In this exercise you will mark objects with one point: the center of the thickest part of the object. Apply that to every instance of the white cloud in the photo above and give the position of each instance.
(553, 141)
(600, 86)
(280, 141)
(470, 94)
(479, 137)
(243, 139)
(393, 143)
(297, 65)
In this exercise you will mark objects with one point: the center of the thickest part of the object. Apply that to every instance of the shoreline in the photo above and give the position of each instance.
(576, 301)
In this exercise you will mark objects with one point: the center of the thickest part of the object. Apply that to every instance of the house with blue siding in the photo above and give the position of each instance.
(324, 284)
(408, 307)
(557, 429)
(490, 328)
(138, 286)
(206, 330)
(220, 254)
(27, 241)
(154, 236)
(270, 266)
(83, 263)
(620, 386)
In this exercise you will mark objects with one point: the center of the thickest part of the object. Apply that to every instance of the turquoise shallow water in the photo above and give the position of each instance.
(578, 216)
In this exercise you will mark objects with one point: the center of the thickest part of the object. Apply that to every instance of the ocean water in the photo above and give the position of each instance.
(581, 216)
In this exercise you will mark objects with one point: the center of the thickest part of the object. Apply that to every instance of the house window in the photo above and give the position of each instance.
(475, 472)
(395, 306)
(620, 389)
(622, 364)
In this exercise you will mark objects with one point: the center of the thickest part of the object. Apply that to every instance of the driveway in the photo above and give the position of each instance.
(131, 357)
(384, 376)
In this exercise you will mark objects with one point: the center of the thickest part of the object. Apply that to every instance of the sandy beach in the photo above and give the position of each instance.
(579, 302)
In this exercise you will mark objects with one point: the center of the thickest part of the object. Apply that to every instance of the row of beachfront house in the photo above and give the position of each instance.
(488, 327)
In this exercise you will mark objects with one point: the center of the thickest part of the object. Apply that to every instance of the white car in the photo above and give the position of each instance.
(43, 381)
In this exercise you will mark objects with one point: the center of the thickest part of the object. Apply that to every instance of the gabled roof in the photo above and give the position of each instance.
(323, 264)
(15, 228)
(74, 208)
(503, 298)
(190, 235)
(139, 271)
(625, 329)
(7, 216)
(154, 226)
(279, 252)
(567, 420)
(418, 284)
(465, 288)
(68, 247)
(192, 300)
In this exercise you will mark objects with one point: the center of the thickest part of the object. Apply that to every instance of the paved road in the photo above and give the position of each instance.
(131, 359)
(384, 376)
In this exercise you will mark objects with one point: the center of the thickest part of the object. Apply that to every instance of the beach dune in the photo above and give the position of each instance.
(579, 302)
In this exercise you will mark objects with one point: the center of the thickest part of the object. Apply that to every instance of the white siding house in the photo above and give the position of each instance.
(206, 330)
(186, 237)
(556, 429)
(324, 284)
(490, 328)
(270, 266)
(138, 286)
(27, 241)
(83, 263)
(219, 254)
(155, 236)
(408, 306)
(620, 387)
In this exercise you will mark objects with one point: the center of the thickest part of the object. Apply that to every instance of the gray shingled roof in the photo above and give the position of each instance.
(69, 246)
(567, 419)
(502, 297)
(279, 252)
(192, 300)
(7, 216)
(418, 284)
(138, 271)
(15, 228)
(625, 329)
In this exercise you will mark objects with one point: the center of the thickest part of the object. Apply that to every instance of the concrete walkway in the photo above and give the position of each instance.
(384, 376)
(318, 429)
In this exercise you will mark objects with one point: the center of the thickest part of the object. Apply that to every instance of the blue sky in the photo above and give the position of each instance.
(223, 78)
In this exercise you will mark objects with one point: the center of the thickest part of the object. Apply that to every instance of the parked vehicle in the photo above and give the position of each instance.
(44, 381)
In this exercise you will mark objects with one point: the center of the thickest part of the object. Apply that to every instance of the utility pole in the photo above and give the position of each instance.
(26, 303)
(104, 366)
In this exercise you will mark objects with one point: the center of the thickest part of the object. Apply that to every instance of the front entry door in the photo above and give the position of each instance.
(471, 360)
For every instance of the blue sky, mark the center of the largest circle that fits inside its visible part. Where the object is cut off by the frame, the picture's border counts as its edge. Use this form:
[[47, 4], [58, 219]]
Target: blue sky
________________________________________
- [WHAT THE TASK ASKS] Could you set down every record exactly as given?

- [RESPONSE AREA]
In this exercise you will mark objects with one point: the center of the thickest part of the object. Apply that to every instance of the white cloud in the photo above and give the position of each instance.
(553, 141)
(600, 86)
(280, 141)
(470, 94)
(479, 137)
(243, 139)
(393, 143)
(297, 65)
In this exercise you will mark objects with one point: the center of the thickest part of the object. Apply that to every instance of the shoreline in the photo above and give the position of each instance.
(576, 301)
In this exercise you will mark objects with one point: the center of the thickest part of the object. Apply that to every instance of the house with blue siding in the photo above and give the position of each instance.
(324, 284)
(408, 307)
(557, 429)
(490, 328)
(138, 286)
(206, 330)
(220, 254)
(27, 241)
(154, 236)
(270, 266)
(83, 263)
(620, 386)
In this exercise you will mark objects with one point: the center of the thickest part of the object. Apply that to every instance of the turquoise shallow water in the photo above and give the position of each instance.
(578, 216)
In this exercise you will mark objects with one point: the center of the thickest part of the object. Apply that to every instance of the ocean water in the photo above and give the position of each instance.
(581, 216)
In this exercise you will mark objects with one point: the center of the thickest part of the object. Apply that to every instance of the house window in the photo above and give the position of each instance.
(475, 472)
(395, 306)
(620, 389)
(622, 364)
In this exercise you will mark objects with one point: the center of the thickest part of the object. Apply that to every instance of the driveway in the photo above and give the position of each instance.
(131, 357)
(384, 376)
In this exercise you will mark objects with one point: the center of the thickest part of the object. Apply that to every instance of the sandy beach in the photo above and give the position of each instance.
(579, 302)
In this exercise you will mark objects with one point: the center of the thickest part of the object. Apply that to every instance of the row of beachfront house in the photo above and give the position of each instance.
(488, 327)
In this exercise you will mark objects with one point: the center of the thickest part of the object. Apply that to every instance of the white car in the photo above and give the position of each instance.
(43, 381)
In this exercise you will mark objects with one point: the center of the thickest part of the object. Apply that to every instance of the gabled roof in the photo above and give the position of each instance.
(323, 264)
(15, 228)
(74, 208)
(503, 298)
(190, 235)
(139, 271)
(625, 329)
(7, 216)
(154, 226)
(279, 252)
(567, 420)
(418, 284)
(465, 288)
(68, 247)
(192, 300)
In this exercise you will mark objects with one point: the center of the thickest part of the object. Apply that to every instance of the paved road in the photo above and give the position of each instance.
(131, 359)
(384, 376)
In this exercise you will mark objects with one point: the center of the thickest part of the object. Apply that to every instance of the beach dune in the photo above and give the position of each instance.
(579, 302)
In this exercise you will mark objects with one point: the center of the thickest part of the object. Apply that to every instance of the white siding house in the photo above and give the position of each instance.
(206, 330)
(186, 237)
(556, 429)
(324, 284)
(490, 328)
(270, 266)
(138, 286)
(27, 241)
(83, 263)
(219, 254)
(155, 236)
(408, 306)
(620, 387)
In this exercise you will mark objects with one point: the center of the thickest part of the object. Apply that to every instance of the gray shingled roof in the photo above and give the position of each instance.
(69, 246)
(567, 419)
(502, 297)
(279, 252)
(192, 300)
(7, 216)
(418, 284)
(138, 271)
(15, 228)
(625, 329)
In this exercise you will mark objects with one point: the center of the thickest part of the object. Apply that to every instance of the concrete walkway in the photo above and give the position of each instance.
(384, 376)
(318, 429)
In this exercise you will mark objects with one point: the center of the thickest part of the object. Apply that to every instance of the blue sky in the photo above and give the position of each instance.
(223, 78)
In this exercise you will mark objects with one point: the center of the thickest part of the object. Apply that to every instance of the parked vehicle in the photo above and give the position of each instance.
(44, 381)
In this exercise you will mark objects with one point: the center of the thickest part of the object. Apply that to every instance of the utility pole in the photo above and give the position of each instance.
(26, 303)
(104, 366)
In this exercise you will mark objects with one point: the center of the thickest part of the object. Apply that to every instance of the front entry door in the photo above and give the position of each instance.
(471, 360)
For every instance of the blue sky, mark the center of the largest circle that fits inside its visible part. Where the object is cut off by the frame, the picture's border counts as its edge. Use this form:
[[47, 4], [58, 219]]
Target: blue sky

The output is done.